NOVENA for the Immaculate Conception (8 Dec): Day 1

Today is the 1st Day for a Novena before the Feast of the Immaculate Conception.

Will you participate?  Even if you are late to starting, that’s okay!  Start anyway.  And remember that there is no one way to observe this Novena.  But here’s one way.

GIVE SOME THOUGHT TO AN INTENTION.

Suggestions for an intentions:

  • the overturning of Traditionis custodes.
  • an increase of vocations to the priesthood.
  • the miraculous healing of a sick loved one.
  • conquering a principal fault.
  • the return of a fallen away Catholic through practice by confession and Communion.
  • that your bishop will be manifestly courageous and faithful.

Day 1:

O God, who by the Immaculate Conception of the Blessed Virgin Mary,  did prepare a worthy dwelling place for Your Son,  we beseech You that, as by the foreseen death of this, Your Son, You did preserve Her from all stain,  so too You would permit us, purified through Her intercession, to come unto You.

Through the same Lord Jesus Christ, Your Son, who lives and reigns with You in the unity of the Holy Spirit,  God, world without end.  Amen.

* SHORT EXERCISE A *
Which lines of the rows contain the string "floor"? Extract every one of them.
The novena text and the rows have no connection to each other.

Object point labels

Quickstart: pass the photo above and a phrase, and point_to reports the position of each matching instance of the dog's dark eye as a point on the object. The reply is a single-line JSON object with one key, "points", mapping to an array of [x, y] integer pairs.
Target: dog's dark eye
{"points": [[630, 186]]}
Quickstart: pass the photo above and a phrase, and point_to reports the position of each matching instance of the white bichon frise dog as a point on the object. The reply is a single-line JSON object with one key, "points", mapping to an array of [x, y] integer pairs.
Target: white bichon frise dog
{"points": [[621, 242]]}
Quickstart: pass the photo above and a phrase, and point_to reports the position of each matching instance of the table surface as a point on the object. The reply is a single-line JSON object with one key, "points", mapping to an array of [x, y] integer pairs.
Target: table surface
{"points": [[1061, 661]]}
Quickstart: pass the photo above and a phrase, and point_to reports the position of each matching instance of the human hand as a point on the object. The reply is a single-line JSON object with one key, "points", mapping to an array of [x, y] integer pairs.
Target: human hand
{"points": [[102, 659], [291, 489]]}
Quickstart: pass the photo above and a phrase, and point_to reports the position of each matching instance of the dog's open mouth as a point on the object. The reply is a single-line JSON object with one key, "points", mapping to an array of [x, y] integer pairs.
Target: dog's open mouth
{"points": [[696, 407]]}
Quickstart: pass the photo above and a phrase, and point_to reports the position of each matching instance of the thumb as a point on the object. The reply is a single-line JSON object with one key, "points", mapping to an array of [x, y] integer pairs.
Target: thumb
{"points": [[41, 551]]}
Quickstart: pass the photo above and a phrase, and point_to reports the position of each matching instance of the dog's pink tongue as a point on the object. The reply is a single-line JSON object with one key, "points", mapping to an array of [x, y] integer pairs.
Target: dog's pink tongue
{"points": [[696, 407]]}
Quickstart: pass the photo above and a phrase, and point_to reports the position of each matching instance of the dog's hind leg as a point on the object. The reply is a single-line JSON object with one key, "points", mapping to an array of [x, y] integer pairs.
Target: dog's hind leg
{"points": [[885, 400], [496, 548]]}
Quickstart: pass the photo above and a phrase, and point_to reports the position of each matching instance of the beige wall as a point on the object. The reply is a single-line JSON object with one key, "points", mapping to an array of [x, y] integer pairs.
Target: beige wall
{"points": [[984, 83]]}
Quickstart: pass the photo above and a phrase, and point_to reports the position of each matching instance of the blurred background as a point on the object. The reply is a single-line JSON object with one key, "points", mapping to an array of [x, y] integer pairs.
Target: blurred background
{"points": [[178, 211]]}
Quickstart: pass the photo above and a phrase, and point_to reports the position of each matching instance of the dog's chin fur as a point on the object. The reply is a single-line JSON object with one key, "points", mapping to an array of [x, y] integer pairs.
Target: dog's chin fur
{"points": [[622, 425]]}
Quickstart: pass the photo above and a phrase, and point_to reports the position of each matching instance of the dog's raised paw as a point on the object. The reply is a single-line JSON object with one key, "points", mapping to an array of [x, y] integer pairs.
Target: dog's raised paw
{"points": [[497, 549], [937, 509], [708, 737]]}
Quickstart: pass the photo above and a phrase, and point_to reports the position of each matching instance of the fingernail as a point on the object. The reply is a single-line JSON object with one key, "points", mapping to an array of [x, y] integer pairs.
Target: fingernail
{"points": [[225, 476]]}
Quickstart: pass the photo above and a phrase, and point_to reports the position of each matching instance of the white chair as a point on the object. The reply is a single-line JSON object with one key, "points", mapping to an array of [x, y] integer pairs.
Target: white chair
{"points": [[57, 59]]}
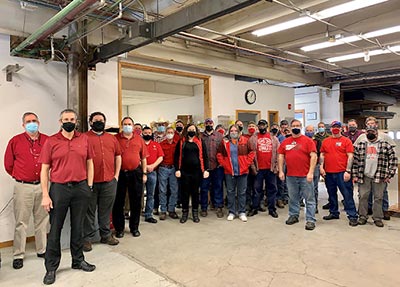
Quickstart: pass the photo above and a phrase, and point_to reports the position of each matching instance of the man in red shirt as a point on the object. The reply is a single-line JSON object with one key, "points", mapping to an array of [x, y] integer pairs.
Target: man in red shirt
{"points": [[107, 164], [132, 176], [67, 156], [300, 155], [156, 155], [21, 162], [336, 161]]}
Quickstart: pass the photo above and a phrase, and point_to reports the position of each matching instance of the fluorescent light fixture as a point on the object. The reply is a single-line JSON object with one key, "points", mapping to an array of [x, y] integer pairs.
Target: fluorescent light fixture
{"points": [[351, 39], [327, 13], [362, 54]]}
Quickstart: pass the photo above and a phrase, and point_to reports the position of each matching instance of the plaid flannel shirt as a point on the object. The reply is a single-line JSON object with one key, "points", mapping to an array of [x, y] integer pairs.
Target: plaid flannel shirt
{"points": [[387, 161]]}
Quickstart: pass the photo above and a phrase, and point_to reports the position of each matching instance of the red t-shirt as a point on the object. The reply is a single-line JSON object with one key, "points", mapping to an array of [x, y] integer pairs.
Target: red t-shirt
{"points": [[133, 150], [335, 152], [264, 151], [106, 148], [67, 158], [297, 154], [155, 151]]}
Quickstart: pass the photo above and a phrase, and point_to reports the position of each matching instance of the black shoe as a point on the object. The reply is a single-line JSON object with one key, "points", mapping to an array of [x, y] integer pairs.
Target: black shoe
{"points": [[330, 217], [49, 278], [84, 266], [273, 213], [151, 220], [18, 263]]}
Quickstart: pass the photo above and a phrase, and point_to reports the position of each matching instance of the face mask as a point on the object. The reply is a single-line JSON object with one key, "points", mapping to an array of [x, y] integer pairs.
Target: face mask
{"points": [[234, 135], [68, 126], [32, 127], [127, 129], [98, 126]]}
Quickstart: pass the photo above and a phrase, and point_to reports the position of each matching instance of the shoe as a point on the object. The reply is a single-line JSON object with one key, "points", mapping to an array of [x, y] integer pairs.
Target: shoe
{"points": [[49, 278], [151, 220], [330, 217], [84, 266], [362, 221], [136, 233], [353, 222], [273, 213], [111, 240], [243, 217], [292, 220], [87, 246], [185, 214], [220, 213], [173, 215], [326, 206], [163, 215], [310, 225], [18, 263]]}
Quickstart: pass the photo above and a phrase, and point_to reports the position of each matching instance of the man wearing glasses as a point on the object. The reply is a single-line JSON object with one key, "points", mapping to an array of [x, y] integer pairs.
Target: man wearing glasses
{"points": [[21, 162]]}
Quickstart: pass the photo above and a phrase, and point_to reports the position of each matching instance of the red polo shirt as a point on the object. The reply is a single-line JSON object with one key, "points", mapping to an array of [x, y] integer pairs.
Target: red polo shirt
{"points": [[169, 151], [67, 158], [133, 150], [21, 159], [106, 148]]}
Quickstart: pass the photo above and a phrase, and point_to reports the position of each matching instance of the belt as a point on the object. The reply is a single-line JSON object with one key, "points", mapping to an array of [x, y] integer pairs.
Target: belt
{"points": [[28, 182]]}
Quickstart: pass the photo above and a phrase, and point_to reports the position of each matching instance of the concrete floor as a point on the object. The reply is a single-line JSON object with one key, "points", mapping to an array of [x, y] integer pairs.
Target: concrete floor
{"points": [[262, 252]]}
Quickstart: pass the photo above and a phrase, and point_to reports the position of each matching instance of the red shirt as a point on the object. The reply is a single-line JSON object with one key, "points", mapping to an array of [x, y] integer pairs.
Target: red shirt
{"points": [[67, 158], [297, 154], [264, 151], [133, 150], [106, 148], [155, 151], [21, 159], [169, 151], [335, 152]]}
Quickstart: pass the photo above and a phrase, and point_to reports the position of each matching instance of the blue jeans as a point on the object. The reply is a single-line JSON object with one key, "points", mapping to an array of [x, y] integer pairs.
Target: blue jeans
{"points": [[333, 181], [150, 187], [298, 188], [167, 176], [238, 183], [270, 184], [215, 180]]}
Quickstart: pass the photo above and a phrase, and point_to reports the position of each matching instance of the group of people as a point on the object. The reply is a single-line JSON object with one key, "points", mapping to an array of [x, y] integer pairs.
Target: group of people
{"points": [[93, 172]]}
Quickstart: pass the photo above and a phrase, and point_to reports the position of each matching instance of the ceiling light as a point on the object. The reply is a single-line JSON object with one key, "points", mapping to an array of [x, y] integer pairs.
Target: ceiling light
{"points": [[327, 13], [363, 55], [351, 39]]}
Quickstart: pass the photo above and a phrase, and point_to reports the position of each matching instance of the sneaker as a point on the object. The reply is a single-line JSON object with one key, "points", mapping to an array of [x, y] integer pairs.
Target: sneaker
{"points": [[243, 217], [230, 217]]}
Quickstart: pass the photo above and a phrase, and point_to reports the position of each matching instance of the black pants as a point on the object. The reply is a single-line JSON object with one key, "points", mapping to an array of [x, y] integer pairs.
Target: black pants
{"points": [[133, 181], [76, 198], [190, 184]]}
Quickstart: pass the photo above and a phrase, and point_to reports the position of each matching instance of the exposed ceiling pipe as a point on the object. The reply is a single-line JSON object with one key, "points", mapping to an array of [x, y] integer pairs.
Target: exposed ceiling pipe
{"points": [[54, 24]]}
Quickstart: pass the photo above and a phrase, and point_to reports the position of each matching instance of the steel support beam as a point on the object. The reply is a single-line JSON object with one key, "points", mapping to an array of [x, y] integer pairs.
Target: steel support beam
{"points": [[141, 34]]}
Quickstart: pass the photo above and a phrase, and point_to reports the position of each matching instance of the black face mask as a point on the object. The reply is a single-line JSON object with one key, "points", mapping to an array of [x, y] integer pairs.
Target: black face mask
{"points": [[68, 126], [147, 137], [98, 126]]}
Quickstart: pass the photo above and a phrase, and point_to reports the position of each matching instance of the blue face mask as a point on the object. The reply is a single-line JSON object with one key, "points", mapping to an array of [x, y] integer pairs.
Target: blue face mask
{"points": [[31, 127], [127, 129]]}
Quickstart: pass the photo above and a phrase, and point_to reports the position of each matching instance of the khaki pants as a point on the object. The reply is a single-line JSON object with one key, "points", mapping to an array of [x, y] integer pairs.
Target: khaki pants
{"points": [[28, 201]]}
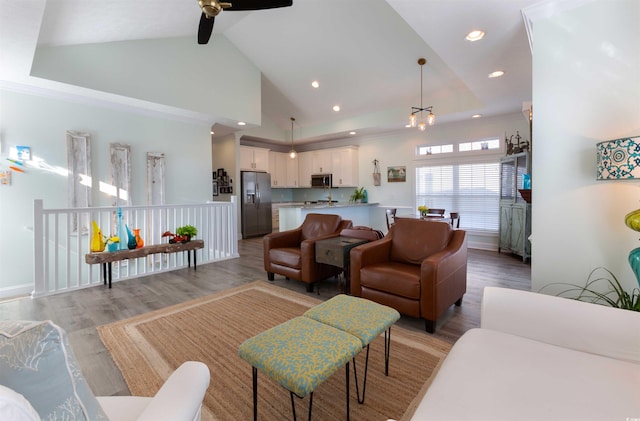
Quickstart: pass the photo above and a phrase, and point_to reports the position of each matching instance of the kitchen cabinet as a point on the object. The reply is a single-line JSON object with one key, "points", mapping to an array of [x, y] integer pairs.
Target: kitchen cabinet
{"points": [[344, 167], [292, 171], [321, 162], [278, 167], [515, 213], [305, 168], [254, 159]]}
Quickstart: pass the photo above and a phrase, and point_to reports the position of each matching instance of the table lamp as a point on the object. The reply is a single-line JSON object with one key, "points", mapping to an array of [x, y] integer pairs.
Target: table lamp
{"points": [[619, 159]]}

* SHORT EXERCISE B *
Can you repeat the novena text in full, word for word?

* TASK RESPONSE A *
Quickstart: pass the photo above and a phrase, and point_to reports the position of each matching instance of the concrete floor as a point on the object. The reply is a single-line JSON object with one key, "points", mapping to an array of [x, y] integer pairs.
Target: concrete floor

* TASK RESPONSE B *
NOVENA for the Immaculate Conception (8 Dec): Day 1

Today is the 1st Day for a Novena before the Feast of the Immaculate Conception.

Will you participate?  Even if you are late to starting, that’s okay!  Start anyway.  And remember that there is no one way to observe this Novena.  But here’s one way.

GIVE SOME THOUGHT TO AN INTENTION.

Suggestions for an intentions:

  • the overturning of Traditionis custodes.
  • an increase of vocations to the priesthood.
  • the miraculous healing of a sick loved one.
  • conquering a principal fault.
  • the return of a fallen away Catholic through practice by confession and Communion.
  • that your bishop will be manifestly courageous and faithful.

Day 1:

O God, who by the Immaculate Conception of the Blessed Virgin Mary,  did prepare a worthy dwelling place for Your Son,  we beseech You that, as by the foreseen death of this, Your Son, You did preserve Her from all stain,  so too You would permit us, purified through Her intercession, to come unto You.

Through the same Lord Jesus Christ, Your Son, who lives and reigns with You in the unity of the Holy Spirit,  God, world without end.  Amen.